TASK DIRECTIONS
Reproduce each of the items below word for word, leaving nothing out.

DATA PROVIDED
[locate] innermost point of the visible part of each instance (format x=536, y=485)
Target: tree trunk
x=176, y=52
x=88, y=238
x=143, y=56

COMPLETE ANSWER
[locate] innermost point of the visible part of each instance (format x=536, y=485)
Target: tree trunk
x=176, y=52
x=88, y=238
x=143, y=56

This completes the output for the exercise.